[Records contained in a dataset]
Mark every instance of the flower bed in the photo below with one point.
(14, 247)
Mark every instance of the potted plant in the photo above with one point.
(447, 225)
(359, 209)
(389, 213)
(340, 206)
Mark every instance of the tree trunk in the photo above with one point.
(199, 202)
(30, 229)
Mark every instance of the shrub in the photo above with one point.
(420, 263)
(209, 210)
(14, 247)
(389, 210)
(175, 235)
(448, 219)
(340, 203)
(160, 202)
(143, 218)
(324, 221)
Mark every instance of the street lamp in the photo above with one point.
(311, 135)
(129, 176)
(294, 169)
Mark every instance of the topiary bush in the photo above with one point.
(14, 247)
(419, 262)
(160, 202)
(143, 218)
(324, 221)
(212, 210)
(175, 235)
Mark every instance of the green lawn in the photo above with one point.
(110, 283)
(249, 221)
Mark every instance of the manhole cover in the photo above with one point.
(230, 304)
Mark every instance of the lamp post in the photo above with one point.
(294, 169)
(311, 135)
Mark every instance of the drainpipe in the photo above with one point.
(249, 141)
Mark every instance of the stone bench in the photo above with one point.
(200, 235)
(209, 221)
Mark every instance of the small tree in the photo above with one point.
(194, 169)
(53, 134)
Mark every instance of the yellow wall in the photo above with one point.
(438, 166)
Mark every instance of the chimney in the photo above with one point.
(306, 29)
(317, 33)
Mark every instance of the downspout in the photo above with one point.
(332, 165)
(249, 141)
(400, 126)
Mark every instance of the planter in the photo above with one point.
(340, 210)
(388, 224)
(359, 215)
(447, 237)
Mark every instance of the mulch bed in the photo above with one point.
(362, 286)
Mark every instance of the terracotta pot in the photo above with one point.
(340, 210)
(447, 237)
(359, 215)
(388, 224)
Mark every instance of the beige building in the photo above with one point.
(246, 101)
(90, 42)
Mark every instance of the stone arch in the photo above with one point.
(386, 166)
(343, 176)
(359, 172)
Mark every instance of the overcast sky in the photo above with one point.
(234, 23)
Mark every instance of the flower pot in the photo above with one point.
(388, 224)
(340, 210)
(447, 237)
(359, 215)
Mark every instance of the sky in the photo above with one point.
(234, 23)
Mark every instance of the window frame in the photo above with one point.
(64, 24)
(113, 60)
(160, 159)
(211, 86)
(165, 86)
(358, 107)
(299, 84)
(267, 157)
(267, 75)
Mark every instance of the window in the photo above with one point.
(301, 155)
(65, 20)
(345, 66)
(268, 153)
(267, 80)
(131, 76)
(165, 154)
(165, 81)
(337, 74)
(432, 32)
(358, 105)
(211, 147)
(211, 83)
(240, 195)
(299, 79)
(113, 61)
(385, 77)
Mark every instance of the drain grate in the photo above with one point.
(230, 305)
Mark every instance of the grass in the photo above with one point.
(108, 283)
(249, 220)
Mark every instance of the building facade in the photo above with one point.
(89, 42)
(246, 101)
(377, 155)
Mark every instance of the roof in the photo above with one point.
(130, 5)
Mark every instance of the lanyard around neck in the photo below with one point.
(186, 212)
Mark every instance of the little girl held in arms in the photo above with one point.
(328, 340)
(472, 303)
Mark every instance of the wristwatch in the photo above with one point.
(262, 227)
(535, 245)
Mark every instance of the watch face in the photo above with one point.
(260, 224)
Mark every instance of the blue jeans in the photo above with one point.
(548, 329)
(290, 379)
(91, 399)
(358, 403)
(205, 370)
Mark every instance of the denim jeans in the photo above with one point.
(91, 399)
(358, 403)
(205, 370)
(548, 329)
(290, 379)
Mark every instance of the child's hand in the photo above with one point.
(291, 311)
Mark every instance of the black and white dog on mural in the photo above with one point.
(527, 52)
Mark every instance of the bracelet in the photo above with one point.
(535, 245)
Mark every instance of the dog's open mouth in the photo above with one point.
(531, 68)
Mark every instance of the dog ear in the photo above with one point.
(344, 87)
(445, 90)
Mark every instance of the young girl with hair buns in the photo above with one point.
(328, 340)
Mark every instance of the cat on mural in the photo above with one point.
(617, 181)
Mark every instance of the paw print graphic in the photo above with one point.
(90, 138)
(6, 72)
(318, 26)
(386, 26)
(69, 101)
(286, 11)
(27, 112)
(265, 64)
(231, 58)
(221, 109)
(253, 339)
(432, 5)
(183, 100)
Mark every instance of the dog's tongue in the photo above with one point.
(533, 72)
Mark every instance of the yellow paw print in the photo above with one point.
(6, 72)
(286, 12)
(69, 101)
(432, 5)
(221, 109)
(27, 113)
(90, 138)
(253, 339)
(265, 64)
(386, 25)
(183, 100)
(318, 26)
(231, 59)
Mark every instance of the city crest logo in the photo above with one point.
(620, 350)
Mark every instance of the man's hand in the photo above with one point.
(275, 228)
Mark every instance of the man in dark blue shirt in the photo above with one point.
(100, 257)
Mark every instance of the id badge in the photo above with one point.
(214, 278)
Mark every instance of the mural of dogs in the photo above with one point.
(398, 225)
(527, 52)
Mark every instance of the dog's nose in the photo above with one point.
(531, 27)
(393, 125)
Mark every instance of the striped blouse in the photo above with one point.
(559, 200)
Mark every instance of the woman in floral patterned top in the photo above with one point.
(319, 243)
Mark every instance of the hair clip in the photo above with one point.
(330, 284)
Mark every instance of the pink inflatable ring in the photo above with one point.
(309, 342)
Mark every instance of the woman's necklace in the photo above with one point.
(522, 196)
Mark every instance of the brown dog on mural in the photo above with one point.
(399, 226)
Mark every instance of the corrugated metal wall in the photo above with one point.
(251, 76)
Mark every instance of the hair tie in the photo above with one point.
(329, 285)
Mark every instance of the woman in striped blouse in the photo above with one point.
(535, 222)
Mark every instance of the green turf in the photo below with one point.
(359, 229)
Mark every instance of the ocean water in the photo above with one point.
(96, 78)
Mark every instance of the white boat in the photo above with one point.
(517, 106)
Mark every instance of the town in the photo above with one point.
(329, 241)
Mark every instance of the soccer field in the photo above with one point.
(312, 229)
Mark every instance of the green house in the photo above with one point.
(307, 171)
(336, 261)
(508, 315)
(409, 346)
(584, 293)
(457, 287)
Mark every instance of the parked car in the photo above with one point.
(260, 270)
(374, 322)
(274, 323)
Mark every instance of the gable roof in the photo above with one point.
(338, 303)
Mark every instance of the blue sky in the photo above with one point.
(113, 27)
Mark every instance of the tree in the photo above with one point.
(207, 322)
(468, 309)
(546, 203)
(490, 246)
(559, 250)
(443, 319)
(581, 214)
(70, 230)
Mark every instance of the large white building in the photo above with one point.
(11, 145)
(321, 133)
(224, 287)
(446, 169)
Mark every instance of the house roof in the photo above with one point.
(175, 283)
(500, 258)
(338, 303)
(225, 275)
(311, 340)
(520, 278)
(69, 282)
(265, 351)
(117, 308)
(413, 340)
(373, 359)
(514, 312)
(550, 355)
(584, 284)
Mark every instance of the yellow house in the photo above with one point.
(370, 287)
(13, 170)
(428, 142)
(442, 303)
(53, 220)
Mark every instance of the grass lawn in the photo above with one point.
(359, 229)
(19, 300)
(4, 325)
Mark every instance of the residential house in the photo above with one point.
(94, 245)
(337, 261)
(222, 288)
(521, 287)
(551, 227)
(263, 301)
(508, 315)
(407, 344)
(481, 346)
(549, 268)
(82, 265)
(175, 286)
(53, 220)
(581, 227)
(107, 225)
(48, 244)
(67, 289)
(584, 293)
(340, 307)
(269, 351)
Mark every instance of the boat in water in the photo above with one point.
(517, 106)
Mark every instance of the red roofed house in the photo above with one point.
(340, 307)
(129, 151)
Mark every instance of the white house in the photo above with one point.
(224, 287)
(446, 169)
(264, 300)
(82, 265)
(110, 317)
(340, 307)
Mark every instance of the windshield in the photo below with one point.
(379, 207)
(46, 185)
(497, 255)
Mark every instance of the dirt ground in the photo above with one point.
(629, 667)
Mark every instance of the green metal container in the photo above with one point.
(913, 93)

WHAT IS NEEDED: Give again, word for word, every line from the one holding "Mark every instance of the yellow house" to the end of the data.

WORKED SOLUTION:
Mark every instance of the yellow house in the photo above with one point.
(370, 287)
(13, 170)
(428, 142)
(442, 303)
(53, 220)
Mark every instance of the grass lawn in the photo above with one point.
(359, 229)
(19, 300)
(4, 325)
Mark every instance of the residential house in the photo above with one point.
(94, 245)
(337, 261)
(222, 288)
(521, 287)
(551, 227)
(263, 301)
(508, 315)
(407, 344)
(481, 346)
(549, 268)
(82, 265)
(175, 286)
(53, 220)
(581, 227)
(107, 225)
(48, 244)
(67, 289)
(584, 293)
(340, 307)
(269, 351)
Mark every instance of the boat in water in the photo above with one point.
(517, 106)
Mark every instance of the red roofed house in the photo above with one point.
(340, 307)
(129, 151)
Mark every instance of the white house in the photo above with one point.
(224, 287)
(446, 169)
(264, 300)
(82, 265)
(110, 317)
(340, 307)
Mark every instance of the windshield in the photo below with one point.
(379, 207)
(46, 185)
(497, 255)
Mark every instance of the dirt ground in the photo above with one point.
(629, 667)
Mark every instance of the green metal container in the photo above with one point.
(913, 93)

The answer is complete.